Dataset entries:
......

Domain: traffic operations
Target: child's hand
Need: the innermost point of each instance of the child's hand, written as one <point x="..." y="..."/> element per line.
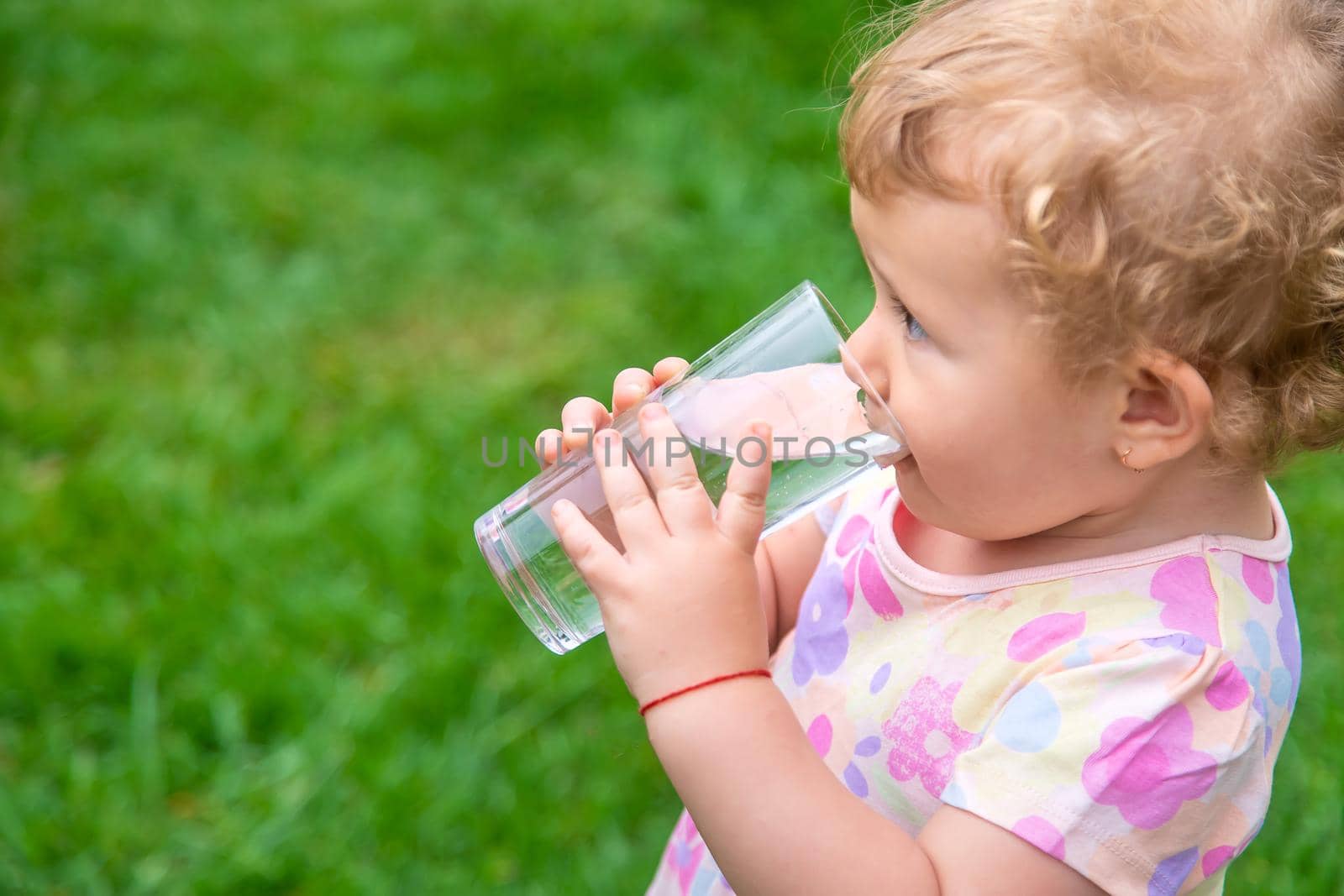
<point x="682" y="604"/>
<point x="581" y="418"/>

......

DIRECTIONS ->
Skip the pictures and retype exactly the lines from the one that contains "Target: child's hand" to the last line of the records.

SOLVED EXERCISE ->
Target: child's hand
Need: the innermost point of each instance of the child's hand, written as one <point x="..." y="..."/> element per line.
<point x="682" y="604"/>
<point x="581" y="418"/>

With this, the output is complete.